## Supplied text
......

Panama small 150x150 The easiest place in the world to establish second residency

Recently, we’ve discussed several different economic citizenship programs around the world. And while these programs are not for everyone due to their higher costs, they have all surfaced at the same time, and I would be derelict in my duties to not to inform you about these options.

Bottom line—it’s all good news. The supply of potential second citizenships is increasing. And I’m certain it’s going to continue to in crease, even despite the occasional grumblings and misgivings.

Malta is an interesting example; after passing their new economic citizenship program, the European parliament is scheduled to have a ‘debate’ in January to discuss the program. It clearly makes a lot of politicians uncomfortable.

I shared the stage with a minister from the Maltese government at a citizenship conference in Miami a few weeks ago. It was nice to be around someone who actually ‘gets it’. We discussed how economic citizenship can be a huge benefit to the country. And in times when so many nations are broke, it’s quickly becoming a necessity.

Rather than treat people like milk cows, nations are going to have to compete with one another for the most productive citizens and residents. That includes rolling out attractive economic citizenship programs like Malta has done.

As one would expect, as the supply of these citizenship programs increases, the prices will fall… so they’ll become more affordable to the average guy.

But that’s down the road.

What we’re talking about today is something that just about everyone can do and afford today. We’ve discussed this several times before over the last year, but on the heels of so many alerts about economic citizenship opportunities, this one bears repeating.

Since last year, Panama has become the easiest and cheapest option to establish second residency. And in a thriving economy to boot.

......

## Supplied information
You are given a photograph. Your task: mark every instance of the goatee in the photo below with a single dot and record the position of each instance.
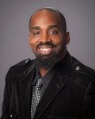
(47, 62)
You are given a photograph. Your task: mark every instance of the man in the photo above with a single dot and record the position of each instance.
(67, 89)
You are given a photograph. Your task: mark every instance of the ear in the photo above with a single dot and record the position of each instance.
(29, 40)
(67, 38)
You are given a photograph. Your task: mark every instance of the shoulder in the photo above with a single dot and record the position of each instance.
(81, 74)
(20, 67)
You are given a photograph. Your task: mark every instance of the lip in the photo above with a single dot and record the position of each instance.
(45, 50)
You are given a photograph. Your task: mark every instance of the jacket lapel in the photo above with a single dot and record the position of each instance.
(26, 90)
(55, 86)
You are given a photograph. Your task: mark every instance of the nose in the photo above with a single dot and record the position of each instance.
(45, 37)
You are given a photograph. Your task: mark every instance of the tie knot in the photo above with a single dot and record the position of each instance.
(39, 83)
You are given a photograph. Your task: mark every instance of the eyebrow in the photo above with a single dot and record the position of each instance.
(50, 27)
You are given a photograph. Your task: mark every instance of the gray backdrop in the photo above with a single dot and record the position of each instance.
(14, 16)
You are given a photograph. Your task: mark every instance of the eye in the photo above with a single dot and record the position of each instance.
(36, 33)
(53, 32)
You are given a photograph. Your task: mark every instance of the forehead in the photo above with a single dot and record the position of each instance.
(44, 17)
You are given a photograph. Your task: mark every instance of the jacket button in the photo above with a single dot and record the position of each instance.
(78, 68)
(11, 115)
(26, 61)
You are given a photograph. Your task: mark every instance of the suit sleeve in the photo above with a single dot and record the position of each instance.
(89, 102)
(6, 100)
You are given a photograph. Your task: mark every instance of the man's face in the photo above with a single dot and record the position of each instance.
(47, 39)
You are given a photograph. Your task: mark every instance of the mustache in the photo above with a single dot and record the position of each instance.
(46, 44)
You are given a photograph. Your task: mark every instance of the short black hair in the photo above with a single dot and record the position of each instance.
(62, 18)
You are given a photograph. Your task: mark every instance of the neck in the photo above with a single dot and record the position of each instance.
(43, 71)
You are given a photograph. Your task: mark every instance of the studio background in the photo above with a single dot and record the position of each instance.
(14, 17)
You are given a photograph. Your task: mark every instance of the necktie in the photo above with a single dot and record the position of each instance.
(36, 96)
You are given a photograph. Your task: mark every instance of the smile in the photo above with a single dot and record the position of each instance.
(45, 50)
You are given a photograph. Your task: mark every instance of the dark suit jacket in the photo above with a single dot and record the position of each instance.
(69, 95)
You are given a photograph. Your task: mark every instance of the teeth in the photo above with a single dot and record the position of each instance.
(45, 49)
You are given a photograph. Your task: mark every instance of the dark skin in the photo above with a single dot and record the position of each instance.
(46, 27)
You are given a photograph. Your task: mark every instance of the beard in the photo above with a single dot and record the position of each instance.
(46, 61)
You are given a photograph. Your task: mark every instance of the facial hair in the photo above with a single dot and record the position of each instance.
(48, 61)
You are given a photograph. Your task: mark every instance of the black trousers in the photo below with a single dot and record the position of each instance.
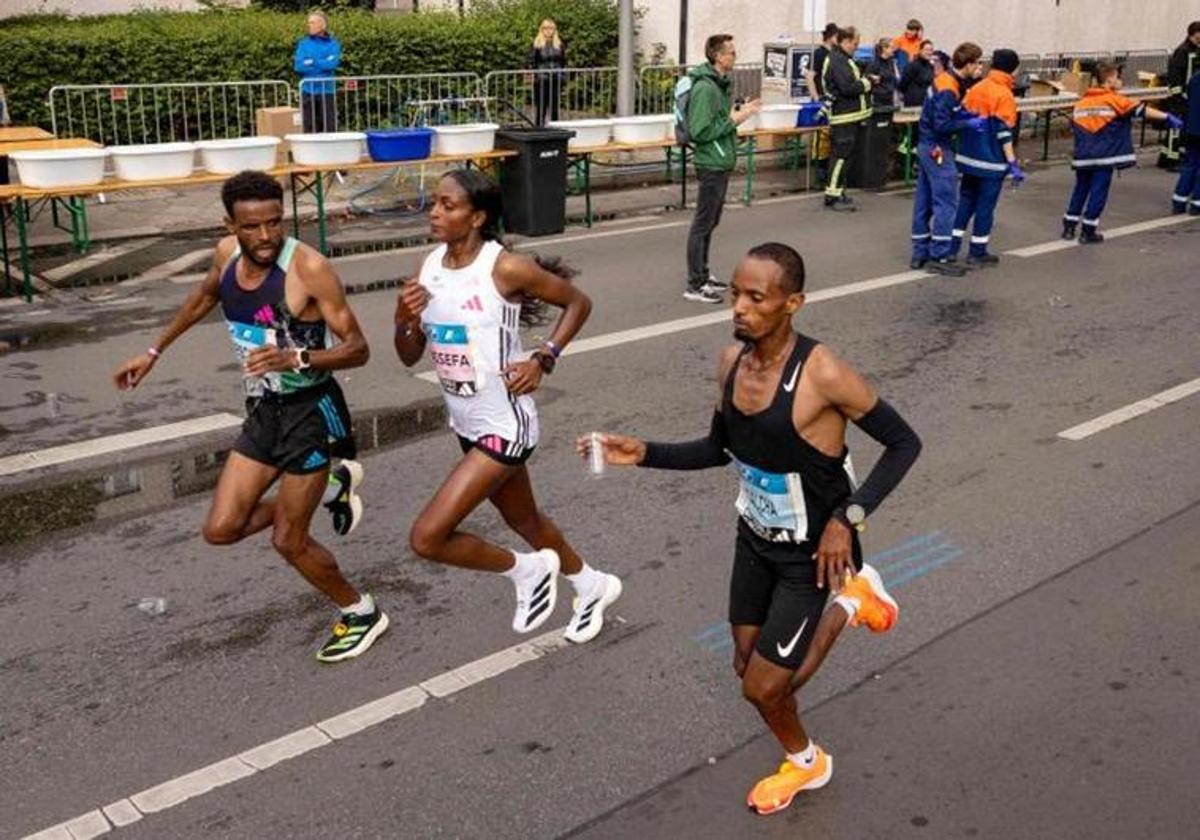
(318, 112)
(843, 142)
(547, 90)
(709, 204)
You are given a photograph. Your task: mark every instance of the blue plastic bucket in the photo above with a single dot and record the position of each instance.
(400, 144)
(809, 114)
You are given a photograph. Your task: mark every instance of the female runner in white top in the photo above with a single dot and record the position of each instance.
(465, 309)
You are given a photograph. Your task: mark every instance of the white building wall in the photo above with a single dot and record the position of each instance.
(1026, 25)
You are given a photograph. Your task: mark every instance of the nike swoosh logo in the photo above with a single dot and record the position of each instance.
(791, 646)
(791, 383)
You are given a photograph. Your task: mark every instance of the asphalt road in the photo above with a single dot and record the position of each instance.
(1039, 681)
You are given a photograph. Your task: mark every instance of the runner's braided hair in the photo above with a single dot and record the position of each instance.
(484, 195)
(250, 185)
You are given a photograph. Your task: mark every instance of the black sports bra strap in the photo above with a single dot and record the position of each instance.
(732, 375)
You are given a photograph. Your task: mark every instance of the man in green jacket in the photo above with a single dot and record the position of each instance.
(713, 131)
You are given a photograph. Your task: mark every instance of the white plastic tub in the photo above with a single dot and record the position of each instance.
(227, 157)
(471, 138)
(587, 132)
(336, 148)
(48, 168)
(154, 161)
(646, 129)
(778, 115)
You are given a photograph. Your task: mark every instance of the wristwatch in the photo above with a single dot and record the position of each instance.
(852, 515)
(545, 359)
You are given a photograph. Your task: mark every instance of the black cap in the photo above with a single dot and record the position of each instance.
(1005, 60)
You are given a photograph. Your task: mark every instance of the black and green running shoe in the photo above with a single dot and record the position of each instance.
(352, 636)
(346, 508)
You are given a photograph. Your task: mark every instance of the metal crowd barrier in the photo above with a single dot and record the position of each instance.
(361, 102)
(163, 113)
(573, 93)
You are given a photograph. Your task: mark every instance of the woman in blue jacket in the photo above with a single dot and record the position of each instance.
(317, 58)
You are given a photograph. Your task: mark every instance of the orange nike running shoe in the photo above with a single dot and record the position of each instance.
(775, 792)
(876, 609)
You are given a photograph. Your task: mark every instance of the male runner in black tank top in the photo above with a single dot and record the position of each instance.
(783, 406)
(297, 420)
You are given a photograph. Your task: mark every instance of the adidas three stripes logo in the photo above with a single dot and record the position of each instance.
(540, 600)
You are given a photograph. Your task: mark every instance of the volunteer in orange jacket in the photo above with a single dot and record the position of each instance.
(1103, 126)
(909, 43)
(987, 157)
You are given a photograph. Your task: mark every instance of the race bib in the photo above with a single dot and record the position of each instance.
(247, 337)
(772, 502)
(453, 359)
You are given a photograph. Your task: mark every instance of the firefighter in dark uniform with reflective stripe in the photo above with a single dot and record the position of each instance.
(1185, 61)
(847, 106)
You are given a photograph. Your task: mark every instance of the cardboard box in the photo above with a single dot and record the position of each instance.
(1044, 88)
(277, 123)
(1075, 83)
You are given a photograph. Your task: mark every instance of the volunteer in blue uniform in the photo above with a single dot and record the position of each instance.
(1187, 189)
(937, 179)
(1103, 126)
(317, 58)
(987, 157)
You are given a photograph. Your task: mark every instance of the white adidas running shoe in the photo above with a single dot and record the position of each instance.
(537, 598)
(588, 619)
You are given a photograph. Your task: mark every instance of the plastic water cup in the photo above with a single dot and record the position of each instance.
(597, 465)
(153, 606)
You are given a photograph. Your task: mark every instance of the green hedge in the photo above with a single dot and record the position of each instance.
(37, 53)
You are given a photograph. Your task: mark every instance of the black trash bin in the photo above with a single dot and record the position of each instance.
(873, 156)
(534, 183)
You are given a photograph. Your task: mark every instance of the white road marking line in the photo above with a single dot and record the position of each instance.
(288, 747)
(234, 768)
(376, 712)
(97, 257)
(1132, 411)
(1114, 233)
(115, 443)
(197, 783)
(466, 676)
(720, 316)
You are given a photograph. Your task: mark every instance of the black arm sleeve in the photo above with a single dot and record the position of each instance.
(901, 448)
(700, 454)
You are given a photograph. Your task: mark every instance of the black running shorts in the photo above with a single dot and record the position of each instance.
(498, 449)
(774, 587)
(298, 433)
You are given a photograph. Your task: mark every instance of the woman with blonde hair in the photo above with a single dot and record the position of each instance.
(547, 58)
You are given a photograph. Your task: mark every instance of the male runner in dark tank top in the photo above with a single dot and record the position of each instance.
(781, 412)
(283, 305)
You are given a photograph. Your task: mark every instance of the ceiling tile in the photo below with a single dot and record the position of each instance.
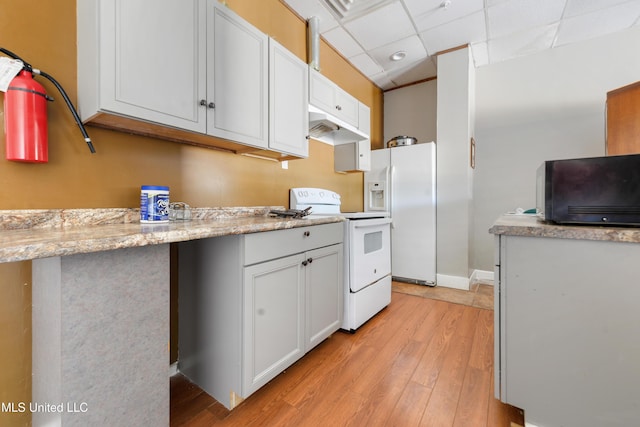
(456, 33)
(421, 7)
(411, 45)
(598, 23)
(457, 9)
(365, 64)
(522, 43)
(516, 15)
(579, 7)
(342, 42)
(383, 81)
(307, 9)
(381, 27)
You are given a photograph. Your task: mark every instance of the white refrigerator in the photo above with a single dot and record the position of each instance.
(402, 181)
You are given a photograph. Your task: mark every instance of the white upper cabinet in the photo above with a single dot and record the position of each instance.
(288, 101)
(329, 97)
(364, 118)
(163, 67)
(237, 78)
(133, 61)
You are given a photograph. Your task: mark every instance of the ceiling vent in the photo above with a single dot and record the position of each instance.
(345, 10)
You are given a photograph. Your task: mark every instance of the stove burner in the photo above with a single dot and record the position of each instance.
(290, 213)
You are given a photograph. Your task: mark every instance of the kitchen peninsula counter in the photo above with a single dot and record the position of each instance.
(100, 297)
(32, 234)
(531, 226)
(566, 320)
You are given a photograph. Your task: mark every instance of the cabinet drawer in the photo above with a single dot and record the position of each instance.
(260, 247)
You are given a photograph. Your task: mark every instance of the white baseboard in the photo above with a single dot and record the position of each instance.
(455, 282)
(482, 276)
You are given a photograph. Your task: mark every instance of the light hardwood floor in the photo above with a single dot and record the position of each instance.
(418, 362)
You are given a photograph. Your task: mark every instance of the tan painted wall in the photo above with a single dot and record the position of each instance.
(44, 35)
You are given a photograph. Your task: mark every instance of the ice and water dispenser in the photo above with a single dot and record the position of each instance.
(376, 196)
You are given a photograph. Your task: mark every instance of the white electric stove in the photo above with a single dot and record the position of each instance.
(367, 252)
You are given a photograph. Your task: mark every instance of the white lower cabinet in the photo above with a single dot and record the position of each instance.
(566, 329)
(251, 305)
(273, 319)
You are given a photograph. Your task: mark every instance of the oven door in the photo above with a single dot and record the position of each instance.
(369, 251)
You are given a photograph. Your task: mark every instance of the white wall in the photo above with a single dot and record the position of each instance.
(411, 111)
(454, 174)
(541, 107)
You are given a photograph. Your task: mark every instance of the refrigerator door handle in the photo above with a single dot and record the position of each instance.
(390, 172)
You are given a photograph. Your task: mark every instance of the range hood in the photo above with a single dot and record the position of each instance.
(330, 129)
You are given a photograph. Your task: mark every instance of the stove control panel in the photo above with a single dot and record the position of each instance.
(313, 196)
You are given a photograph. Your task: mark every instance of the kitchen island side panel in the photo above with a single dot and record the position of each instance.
(568, 329)
(100, 338)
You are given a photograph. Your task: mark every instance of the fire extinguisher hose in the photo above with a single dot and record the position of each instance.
(74, 112)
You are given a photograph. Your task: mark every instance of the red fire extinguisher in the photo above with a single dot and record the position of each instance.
(25, 120)
(25, 114)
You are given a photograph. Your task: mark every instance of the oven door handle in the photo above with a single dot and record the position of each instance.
(390, 172)
(371, 222)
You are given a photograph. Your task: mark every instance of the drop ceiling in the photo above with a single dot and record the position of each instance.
(368, 32)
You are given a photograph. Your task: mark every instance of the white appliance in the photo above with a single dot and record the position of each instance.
(367, 251)
(402, 181)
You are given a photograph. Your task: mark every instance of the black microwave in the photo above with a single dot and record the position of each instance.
(596, 190)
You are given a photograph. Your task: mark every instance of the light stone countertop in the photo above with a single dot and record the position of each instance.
(531, 226)
(31, 234)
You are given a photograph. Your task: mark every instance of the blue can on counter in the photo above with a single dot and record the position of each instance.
(154, 204)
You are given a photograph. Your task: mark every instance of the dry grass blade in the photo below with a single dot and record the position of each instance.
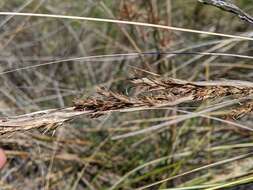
(153, 92)
(126, 22)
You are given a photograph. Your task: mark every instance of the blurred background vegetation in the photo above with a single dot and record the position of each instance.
(82, 154)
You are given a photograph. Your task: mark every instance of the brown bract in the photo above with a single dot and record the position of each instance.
(145, 93)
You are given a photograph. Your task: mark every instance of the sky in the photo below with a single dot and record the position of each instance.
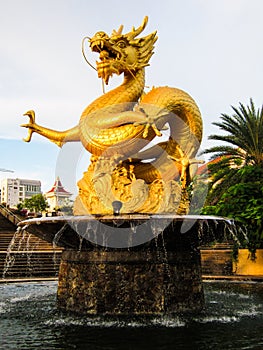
(212, 49)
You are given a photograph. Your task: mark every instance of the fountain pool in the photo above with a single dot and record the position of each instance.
(232, 319)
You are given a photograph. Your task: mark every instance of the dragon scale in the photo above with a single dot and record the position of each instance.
(122, 128)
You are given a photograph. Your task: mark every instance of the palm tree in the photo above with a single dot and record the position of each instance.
(242, 146)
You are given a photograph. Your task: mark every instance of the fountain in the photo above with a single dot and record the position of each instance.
(131, 247)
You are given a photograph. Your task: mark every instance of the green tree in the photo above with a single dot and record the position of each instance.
(237, 173)
(36, 203)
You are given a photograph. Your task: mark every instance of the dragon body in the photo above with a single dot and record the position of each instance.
(118, 129)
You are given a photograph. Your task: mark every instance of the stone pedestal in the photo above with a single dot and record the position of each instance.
(130, 264)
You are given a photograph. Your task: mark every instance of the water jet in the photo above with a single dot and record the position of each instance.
(131, 248)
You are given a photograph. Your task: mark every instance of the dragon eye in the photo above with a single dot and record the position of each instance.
(121, 44)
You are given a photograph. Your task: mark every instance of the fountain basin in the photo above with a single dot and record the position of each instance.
(130, 264)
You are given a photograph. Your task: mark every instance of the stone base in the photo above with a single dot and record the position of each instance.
(130, 282)
(130, 264)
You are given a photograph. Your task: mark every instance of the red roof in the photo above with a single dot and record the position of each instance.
(58, 188)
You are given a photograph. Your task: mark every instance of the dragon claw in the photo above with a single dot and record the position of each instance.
(30, 125)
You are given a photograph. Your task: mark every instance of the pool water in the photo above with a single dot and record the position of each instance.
(232, 319)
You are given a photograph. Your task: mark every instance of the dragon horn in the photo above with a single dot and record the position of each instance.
(137, 31)
(119, 31)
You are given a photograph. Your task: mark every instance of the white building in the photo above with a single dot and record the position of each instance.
(14, 191)
(57, 197)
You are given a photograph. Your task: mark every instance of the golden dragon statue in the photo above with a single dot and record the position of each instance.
(121, 129)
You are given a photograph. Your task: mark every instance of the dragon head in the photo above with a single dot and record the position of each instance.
(122, 53)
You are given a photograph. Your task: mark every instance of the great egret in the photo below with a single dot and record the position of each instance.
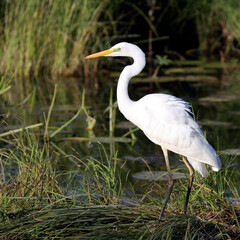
(166, 120)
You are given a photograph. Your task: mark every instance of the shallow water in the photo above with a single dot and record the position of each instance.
(216, 109)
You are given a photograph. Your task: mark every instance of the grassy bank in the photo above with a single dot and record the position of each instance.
(52, 37)
(92, 200)
(40, 199)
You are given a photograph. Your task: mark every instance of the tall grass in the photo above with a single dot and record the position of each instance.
(52, 36)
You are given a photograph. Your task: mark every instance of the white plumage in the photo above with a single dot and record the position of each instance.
(165, 120)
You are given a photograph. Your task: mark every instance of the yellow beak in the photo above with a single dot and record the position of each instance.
(100, 54)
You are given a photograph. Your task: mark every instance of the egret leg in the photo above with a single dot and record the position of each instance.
(170, 184)
(191, 175)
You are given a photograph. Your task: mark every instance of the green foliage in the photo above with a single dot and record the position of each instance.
(51, 37)
(29, 175)
(217, 24)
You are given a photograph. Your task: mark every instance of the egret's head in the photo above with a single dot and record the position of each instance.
(122, 49)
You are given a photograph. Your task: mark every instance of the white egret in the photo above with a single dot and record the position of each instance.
(166, 120)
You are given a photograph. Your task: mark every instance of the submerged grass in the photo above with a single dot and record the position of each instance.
(37, 203)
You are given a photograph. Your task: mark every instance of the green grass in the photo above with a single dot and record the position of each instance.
(52, 37)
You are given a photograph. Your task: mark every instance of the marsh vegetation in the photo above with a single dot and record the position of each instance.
(70, 164)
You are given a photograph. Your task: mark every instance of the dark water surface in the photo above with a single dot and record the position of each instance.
(216, 107)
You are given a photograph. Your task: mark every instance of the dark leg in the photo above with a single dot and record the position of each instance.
(191, 175)
(170, 185)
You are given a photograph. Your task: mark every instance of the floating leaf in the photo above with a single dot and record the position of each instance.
(231, 151)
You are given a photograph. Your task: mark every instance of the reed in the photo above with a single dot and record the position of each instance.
(52, 37)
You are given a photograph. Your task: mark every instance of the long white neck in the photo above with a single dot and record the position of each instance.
(125, 104)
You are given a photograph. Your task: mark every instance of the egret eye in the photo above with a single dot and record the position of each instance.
(117, 49)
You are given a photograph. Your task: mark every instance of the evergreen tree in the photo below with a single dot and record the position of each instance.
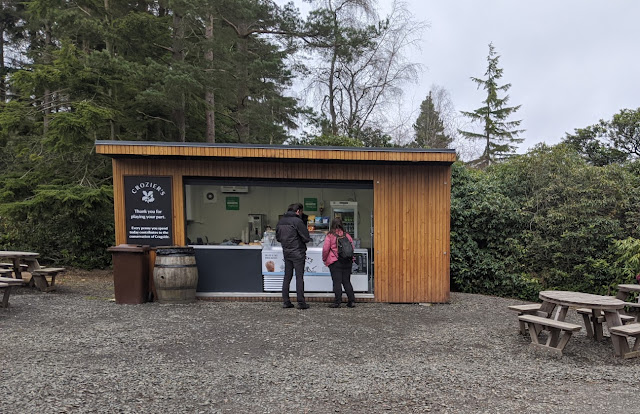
(500, 135)
(429, 127)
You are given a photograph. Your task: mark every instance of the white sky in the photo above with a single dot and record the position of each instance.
(570, 62)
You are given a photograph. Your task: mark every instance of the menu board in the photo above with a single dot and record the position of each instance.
(147, 203)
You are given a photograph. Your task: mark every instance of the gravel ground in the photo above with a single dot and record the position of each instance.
(75, 350)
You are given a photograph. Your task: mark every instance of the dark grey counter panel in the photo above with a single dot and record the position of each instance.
(229, 270)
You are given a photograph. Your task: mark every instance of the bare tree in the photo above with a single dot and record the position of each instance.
(360, 62)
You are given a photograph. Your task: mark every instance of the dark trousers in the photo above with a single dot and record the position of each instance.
(289, 266)
(341, 276)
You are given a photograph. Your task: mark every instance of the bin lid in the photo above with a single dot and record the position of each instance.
(175, 251)
(129, 248)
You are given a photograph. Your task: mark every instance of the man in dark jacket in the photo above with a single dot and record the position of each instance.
(293, 235)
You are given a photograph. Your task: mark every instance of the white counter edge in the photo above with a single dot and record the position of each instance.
(225, 247)
(221, 247)
(272, 295)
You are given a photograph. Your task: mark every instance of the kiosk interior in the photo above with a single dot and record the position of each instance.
(231, 224)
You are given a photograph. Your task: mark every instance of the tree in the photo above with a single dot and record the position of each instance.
(429, 127)
(499, 134)
(360, 62)
(609, 142)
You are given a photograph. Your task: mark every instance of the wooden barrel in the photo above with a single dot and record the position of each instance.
(175, 274)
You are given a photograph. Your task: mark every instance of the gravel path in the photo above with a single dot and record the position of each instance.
(75, 350)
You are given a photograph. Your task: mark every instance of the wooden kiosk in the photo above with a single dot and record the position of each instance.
(190, 193)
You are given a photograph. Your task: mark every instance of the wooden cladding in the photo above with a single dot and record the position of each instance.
(411, 213)
(138, 149)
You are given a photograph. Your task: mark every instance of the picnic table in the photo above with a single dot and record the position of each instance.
(598, 304)
(39, 274)
(624, 291)
(17, 258)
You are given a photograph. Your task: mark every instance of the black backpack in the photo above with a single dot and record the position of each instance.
(345, 249)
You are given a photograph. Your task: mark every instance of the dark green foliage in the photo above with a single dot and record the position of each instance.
(485, 253)
(608, 142)
(544, 220)
(68, 225)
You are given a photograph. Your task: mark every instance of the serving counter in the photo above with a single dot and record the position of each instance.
(317, 277)
(250, 269)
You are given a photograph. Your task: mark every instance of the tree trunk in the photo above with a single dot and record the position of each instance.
(209, 96)
(242, 128)
(178, 112)
(47, 102)
(3, 73)
(332, 74)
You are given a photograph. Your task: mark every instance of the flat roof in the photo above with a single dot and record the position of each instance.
(196, 150)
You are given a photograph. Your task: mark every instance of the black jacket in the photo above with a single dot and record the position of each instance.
(293, 235)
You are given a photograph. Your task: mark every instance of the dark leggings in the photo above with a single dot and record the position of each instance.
(341, 276)
(289, 266)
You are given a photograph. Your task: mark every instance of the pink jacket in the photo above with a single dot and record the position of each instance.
(330, 247)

......

## Goals
A. Could you copy the second-residency article word for word, starting at "As one would" and stopping after "down the road."?
B. Would you continue the second-residency article, picking up right after its final sentence?
None of this requires the data.

## The responses
A.
As one would expect, as the supply of these citizenship programs increases, the prices will fall… so they’ll become more affordable to the average guy.

But that’s down the road.

B.
The new residency visa category is called Permanent Residents Visa for Citizens of Friendly Nations. 45 countries are currently on the list of eligible nationalities for this program, from Australia to the United States.

This immigration program is unique in the world. It was established by presidential decree, essentially because the Panamanian economy is growing so quickly and the labor pool began to dry up.

There are simply not enough people in Panama for the number of jobs that the economy is creating. And they are in need of attracting foreign talent.

This program definitely won’t be around forever. As soon as the economy cools off, the government will most likely do away with this incredible immigration opportunity.

It’s also possible that the next President of Panama (the current President Martinelli leaves office next summer) will close the window for new enrollment.

That’s a big reason why I’m sending this out now—if you’re looking for a residency option, it’s important to take advantage of this window of opportunity now if you’re interested.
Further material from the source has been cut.